Texte fourni:

Hier de 16h30 à 1h30 du matin, ont repris les débats à l’Assemblée nationale. (notre compte rendu intégral, partie I,partie II) La soirée s’est surtout manifestée par une succession d’avis défavorables émis par Christine Albanel et Franck Riester contre tous les amendements déposés sur le texte, quelle que soit l’épaisseur des arguments avancés par leurs auteurs (de toutes les couleurs politiques). Mais des éléments importants ont été donnés sur les technologies de filtrage qui se cachent dans le projet de loi.
L’un des points forts a donc été ce chapitre du filtrage. Dans les nombreuses missions confiées à la Hadopi est prévue une évaluation d’expérimentation du filtrage. Que dit le texte ? « [La Hadopi] évalue (…) les expérimentations conduites dans le domaine des technologies de reconnaissance des contenus et de filtrage par les concepteurs de ces technologies, les titulaires de droits sur les œuvres et objets protégés et les personnes dont l’activité est d’offrir un service de communication au public en ligne. Elle rend compte des principales évolutions constatées en la matière, notamment pour ce qui regarde l’efficacité de telles technologies, dans son rapport annuel. (…) Elle identifie et étudie les modalités techniques permettant l’usage illicite des œuvres et des objets protégés par un droit d’auteur ou par un droit voisin sur les réseaux de communications électroniques. Dans le cadre du rapport (…)elle propose, le cas échéant, des solutions visant à y remédier ».
Des accords de l'Elysée oubliés
Les termes sont limpides : reconnaissance des contenus et filtrages, expérimentation avec les sociétés spécialisées en collaboration forcée avec les FAI, le tout consigné dans un rapport annuel. Ce texte, qui a été voté hier soir par les députés, en l’étant va ainsi conduire à des tests grandeurs natures visant à mettre place le filtrage des contenus.en France.
Ce ne sont que des tests, mais les accords de l’Élysée étaient limpides : ils n’envisageaient ces mesures qu’en cas de faisabilités techniques et financières, pas au-delà. Avec cet article, le projet pousse l’expérimentation en faisant l’économie de ces contraintes. Il y aura et devra y avoir des tests, un point c’est tout.
Le député Brard, avec sa verve bien connue, avait eu beau expliquer que l’utilisation des technologies de reconnaissance des contenus et de filtrage « relève de logiques de régimes autoritaires non démocratiques » et que ce dispositif était « inacceptable ». En vain.
Le député Bouillonnec, qui a démultiplié hier soir les arguments constitutionnels contre ce texte, critiquait lui aussi cet article estimant que l’on va confier à une autorité administrative un dossier présentant « une dimension quasi scientifique et technologique. Pensez-vous que la Hadopi va pouvoir suivre quand le reste du monde ne s'occupera pas de cette technocratie sans mesure ? » s’interrogeait en substance l’intéressé. En vain.

Consignes de travail:
1 – Extrayez des relevés ci-dessous les lignes qui vont de celle contenant « Task: pick out one point for each instance of the air » jusqu'à celle contenant « x=162, y=375 », ces deux lignes comprises, et recopiez-les sans aucune modification.
2 – Poursuivez l'article sur la Hadopi à partir de sa dernière phrase.
L'article sur la Hadopi et les lignes de relevés placées ensuite n'ont aucun lien entre eux.

[Relevés de repérage de positions]

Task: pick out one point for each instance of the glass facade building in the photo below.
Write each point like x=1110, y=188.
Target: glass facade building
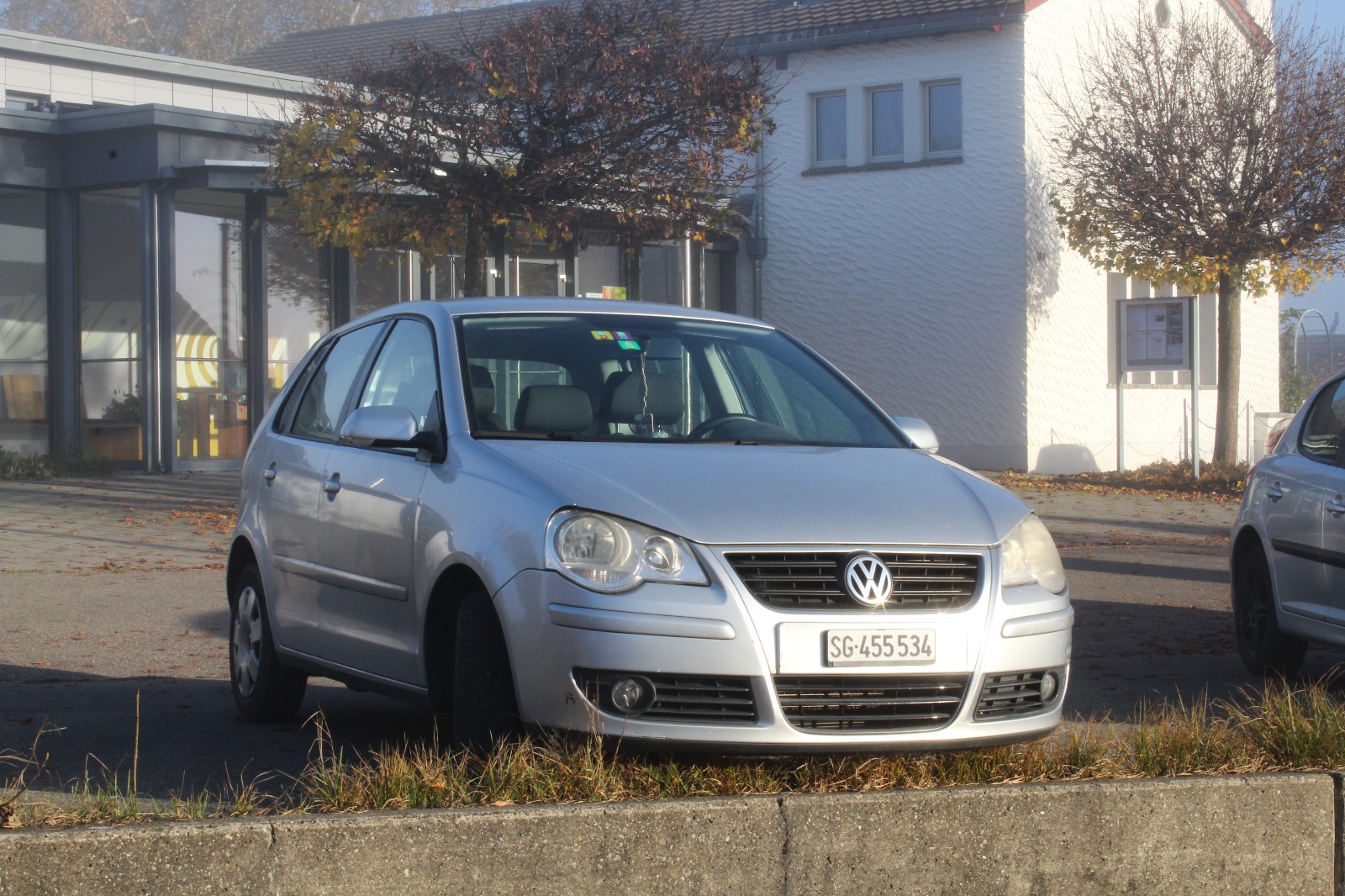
x=154, y=296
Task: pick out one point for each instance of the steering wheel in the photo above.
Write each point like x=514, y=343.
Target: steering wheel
x=708, y=425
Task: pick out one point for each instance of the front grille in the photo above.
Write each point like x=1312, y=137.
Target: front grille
x=679, y=698
x=1008, y=696
x=813, y=580
x=871, y=703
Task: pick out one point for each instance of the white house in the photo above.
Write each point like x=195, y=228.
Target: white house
x=905, y=230
x=911, y=240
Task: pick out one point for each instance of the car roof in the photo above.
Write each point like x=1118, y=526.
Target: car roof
x=545, y=304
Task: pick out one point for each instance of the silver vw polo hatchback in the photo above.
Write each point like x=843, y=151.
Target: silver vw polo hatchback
x=662, y=525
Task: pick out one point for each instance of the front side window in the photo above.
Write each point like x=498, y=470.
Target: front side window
x=1324, y=424
x=943, y=118
x=885, y=124
x=614, y=377
x=829, y=129
x=405, y=374
x=319, y=410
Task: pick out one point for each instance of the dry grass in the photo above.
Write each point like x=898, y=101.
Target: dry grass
x=1221, y=483
x=1278, y=728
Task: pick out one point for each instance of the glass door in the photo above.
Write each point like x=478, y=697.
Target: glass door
x=210, y=327
x=538, y=277
x=113, y=403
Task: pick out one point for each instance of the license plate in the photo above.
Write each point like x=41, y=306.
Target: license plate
x=878, y=646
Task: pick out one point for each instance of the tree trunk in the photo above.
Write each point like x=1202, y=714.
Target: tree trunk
x=1230, y=366
x=474, y=255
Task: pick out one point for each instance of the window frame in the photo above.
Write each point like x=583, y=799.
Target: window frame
x=871, y=123
x=815, y=129
x=927, y=89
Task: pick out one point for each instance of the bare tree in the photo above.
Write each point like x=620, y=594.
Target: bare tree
x=571, y=118
x=1207, y=156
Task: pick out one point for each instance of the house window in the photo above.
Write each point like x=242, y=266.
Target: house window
x=943, y=119
x=829, y=129
x=885, y=132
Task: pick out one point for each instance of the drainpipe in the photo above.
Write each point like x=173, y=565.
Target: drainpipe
x=757, y=241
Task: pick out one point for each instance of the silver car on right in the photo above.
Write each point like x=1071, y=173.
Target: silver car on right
x=1288, y=549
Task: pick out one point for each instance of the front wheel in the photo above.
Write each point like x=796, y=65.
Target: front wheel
x=484, y=707
x=1263, y=647
x=264, y=688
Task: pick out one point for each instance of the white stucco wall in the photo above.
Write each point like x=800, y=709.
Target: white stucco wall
x=1071, y=403
x=911, y=280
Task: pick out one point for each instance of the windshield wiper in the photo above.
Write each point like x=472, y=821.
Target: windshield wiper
x=510, y=434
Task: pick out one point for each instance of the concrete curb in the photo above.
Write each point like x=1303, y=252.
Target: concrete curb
x=1237, y=835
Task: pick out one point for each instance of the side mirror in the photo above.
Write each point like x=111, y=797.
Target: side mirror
x=919, y=432
x=381, y=427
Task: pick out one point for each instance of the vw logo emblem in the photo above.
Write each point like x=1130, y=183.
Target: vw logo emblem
x=868, y=580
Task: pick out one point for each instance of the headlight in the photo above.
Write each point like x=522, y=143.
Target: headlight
x=1029, y=556
x=609, y=555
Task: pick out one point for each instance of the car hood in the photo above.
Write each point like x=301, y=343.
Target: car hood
x=775, y=494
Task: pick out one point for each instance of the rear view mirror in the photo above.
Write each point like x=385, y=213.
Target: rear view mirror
x=919, y=432
x=381, y=427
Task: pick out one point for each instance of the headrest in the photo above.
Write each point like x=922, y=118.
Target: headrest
x=553, y=409
x=483, y=389
x=622, y=401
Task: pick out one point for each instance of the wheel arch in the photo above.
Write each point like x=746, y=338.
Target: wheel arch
x=1247, y=539
x=241, y=553
x=437, y=634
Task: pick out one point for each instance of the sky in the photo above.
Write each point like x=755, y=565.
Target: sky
x=1329, y=295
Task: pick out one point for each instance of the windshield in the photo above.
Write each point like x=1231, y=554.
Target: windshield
x=619, y=377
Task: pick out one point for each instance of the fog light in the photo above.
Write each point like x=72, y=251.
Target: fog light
x=632, y=694
x=1049, y=685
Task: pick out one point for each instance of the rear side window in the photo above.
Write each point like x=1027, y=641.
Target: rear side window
x=1321, y=434
x=319, y=410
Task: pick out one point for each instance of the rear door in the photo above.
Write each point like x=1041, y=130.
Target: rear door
x=369, y=519
x=293, y=470
x=1302, y=512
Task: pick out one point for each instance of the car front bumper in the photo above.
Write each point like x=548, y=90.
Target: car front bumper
x=713, y=642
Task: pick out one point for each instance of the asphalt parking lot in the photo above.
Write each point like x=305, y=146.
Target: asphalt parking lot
x=113, y=625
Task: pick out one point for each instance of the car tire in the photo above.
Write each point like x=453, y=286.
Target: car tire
x=266, y=689
x=484, y=707
x=1264, y=649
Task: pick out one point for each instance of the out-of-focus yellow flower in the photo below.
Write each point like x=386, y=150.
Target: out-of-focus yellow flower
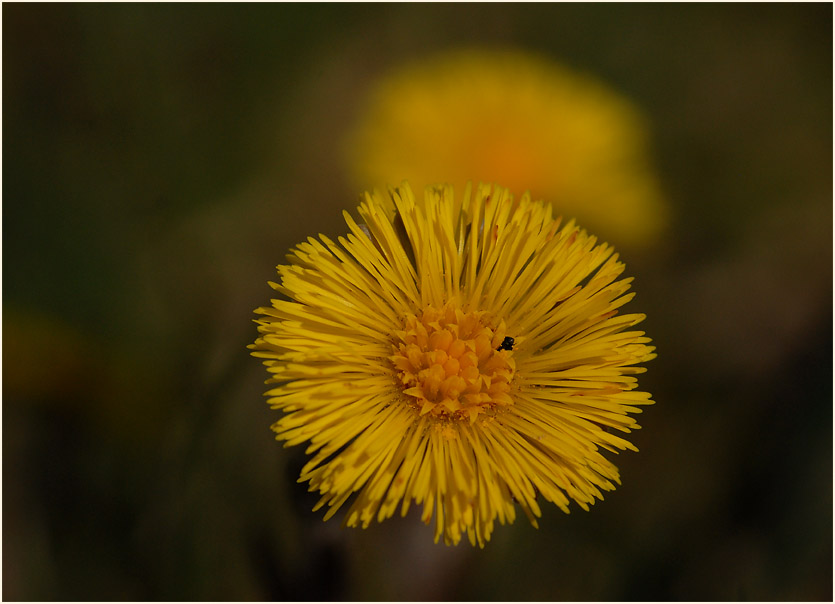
x=464, y=354
x=518, y=119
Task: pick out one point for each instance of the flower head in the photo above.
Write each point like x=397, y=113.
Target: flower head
x=463, y=354
x=519, y=119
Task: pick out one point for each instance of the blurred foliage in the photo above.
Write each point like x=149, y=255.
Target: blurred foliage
x=159, y=160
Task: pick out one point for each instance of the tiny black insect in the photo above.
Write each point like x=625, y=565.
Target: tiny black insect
x=507, y=344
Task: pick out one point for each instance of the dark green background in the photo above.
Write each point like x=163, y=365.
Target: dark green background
x=159, y=160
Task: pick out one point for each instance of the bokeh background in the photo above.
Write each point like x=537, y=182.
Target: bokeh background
x=159, y=160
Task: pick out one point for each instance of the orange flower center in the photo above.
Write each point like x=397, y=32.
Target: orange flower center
x=454, y=364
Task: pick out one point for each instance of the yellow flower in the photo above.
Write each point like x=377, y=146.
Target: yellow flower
x=464, y=354
x=518, y=119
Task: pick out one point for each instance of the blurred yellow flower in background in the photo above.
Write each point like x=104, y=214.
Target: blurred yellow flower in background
x=519, y=119
x=465, y=354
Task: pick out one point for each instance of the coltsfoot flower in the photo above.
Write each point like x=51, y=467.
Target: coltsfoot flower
x=520, y=119
x=466, y=355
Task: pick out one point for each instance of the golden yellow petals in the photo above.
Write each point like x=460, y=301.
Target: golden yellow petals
x=465, y=355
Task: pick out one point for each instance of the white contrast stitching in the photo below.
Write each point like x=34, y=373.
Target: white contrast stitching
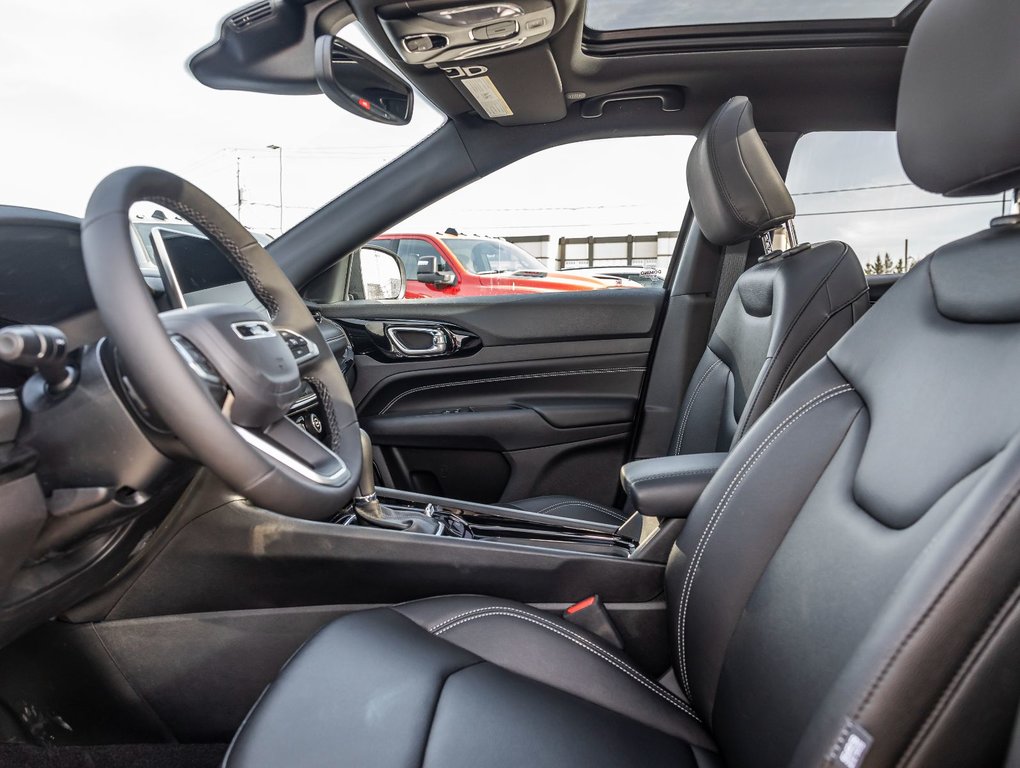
x=575, y=638
x=691, y=405
x=575, y=503
x=720, y=508
x=496, y=379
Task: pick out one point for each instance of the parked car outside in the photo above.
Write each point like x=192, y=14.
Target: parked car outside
x=451, y=264
x=644, y=275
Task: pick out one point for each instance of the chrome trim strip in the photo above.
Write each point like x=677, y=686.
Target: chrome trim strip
x=342, y=475
x=172, y=286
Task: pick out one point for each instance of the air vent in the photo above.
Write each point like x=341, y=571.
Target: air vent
x=251, y=15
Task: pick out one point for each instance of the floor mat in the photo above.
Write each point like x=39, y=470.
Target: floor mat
x=114, y=756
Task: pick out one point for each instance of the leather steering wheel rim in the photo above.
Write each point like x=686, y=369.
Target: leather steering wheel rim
x=162, y=375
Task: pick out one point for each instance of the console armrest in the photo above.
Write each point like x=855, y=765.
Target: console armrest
x=668, y=487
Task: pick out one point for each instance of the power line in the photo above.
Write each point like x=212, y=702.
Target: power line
x=898, y=208
x=852, y=189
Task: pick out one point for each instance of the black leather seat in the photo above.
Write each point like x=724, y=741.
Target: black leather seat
x=847, y=591
x=782, y=315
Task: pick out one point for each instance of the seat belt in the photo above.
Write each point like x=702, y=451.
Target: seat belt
x=1013, y=755
x=734, y=261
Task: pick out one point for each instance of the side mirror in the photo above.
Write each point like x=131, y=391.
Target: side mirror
x=356, y=82
x=376, y=274
x=428, y=272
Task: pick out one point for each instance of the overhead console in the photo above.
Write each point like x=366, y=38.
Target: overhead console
x=466, y=32
x=494, y=53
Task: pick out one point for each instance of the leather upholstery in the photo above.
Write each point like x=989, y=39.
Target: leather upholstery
x=402, y=686
x=568, y=506
x=907, y=456
x=735, y=190
x=670, y=485
x=956, y=119
x=782, y=315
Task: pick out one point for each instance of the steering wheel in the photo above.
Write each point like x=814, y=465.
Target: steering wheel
x=219, y=375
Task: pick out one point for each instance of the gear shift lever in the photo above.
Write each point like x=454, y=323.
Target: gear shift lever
x=371, y=512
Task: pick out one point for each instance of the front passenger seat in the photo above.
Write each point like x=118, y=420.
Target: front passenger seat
x=782, y=315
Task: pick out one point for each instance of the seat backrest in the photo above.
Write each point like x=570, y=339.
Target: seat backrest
x=783, y=314
x=846, y=591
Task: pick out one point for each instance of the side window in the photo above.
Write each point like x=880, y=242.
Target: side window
x=594, y=215
x=850, y=186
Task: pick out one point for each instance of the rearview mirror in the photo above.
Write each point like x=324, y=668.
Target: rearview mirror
x=356, y=82
x=428, y=272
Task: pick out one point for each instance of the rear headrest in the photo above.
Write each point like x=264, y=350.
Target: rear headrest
x=959, y=112
x=735, y=190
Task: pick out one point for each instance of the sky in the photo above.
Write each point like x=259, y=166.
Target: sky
x=110, y=89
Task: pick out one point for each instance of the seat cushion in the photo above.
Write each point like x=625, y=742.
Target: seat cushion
x=568, y=506
x=465, y=681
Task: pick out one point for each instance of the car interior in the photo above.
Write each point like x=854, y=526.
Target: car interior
x=257, y=511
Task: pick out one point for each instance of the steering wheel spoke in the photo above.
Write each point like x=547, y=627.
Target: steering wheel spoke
x=288, y=444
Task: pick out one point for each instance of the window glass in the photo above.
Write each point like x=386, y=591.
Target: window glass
x=269, y=159
x=634, y=14
x=850, y=186
x=589, y=216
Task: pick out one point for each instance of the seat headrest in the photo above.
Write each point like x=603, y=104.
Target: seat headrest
x=735, y=190
x=959, y=107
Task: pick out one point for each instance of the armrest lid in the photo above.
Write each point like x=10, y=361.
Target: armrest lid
x=670, y=485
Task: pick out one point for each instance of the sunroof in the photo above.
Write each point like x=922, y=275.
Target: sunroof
x=609, y=15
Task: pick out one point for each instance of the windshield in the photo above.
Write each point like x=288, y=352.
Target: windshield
x=125, y=98
x=483, y=256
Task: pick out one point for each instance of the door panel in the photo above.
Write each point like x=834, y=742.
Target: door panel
x=541, y=398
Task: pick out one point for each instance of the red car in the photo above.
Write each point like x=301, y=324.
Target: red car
x=450, y=264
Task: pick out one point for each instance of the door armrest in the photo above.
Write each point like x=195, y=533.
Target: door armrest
x=670, y=485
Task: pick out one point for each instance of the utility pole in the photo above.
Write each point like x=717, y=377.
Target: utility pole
x=279, y=151
x=240, y=200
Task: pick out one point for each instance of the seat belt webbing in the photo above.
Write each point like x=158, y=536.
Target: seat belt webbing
x=734, y=261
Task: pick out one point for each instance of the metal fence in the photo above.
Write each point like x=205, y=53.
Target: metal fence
x=629, y=250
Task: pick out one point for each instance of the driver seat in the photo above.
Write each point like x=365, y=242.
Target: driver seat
x=846, y=591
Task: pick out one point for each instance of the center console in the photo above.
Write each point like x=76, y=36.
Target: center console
x=661, y=492
x=468, y=520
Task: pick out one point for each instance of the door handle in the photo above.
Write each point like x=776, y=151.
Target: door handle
x=418, y=341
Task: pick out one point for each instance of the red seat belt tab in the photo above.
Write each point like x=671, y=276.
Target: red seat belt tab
x=591, y=614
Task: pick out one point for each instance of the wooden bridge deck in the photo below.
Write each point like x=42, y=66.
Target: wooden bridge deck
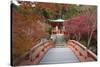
x=59, y=55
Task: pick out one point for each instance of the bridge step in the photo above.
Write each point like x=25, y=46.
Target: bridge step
x=59, y=55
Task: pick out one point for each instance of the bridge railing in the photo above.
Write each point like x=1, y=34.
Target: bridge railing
x=35, y=54
x=81, y=51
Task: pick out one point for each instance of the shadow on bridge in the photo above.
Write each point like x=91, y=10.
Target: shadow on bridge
x=56, y=51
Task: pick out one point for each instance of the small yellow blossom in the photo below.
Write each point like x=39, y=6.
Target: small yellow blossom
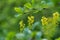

Corrigés:
1 –
Task: pick out one point for each instance of the air vent in the photo above.
Write each point like x=341, y=571.
Target: air vent
x=251, y=15
Task: pick out one point for each instance of the floor mat in the photo above.
Write each point like x=39, y=470.
Target: floor mat
x=114, y=756
Task: pick out one point for each instance of the leather steering wheel rim in the photo above.
Write each point like x=686, y=369.
Target: leather steering wheel rim
x=162, y=375

2 –
La CNIL et l'Arcep éjectées
Plusieurs parlementaires demandèrent que l’ARCEP soit associée pour évaluer ces outils (Tardy et Brard), aidée de la CNIL (Billard). « l'Arcep s'occupe des tuyaux, non des utilisateurs » répondra le rapporteur Riester qui ne veut pas associer l’autorité qui réglemente les tuyaux, lorsque ces intermédiaires sont justement cités dans l’article de loi. « C'est une technologie de reconnaissance des contenus menés par les acteurs d'internet (!) et l'industrie de la Culture » insistera Christine Albanel. On se souvient aussi que la Fédération Française des Télécoms, l’AFA mais aussi Free via Xavier Niel s’étaient tous opposés à ces mesures. En vain.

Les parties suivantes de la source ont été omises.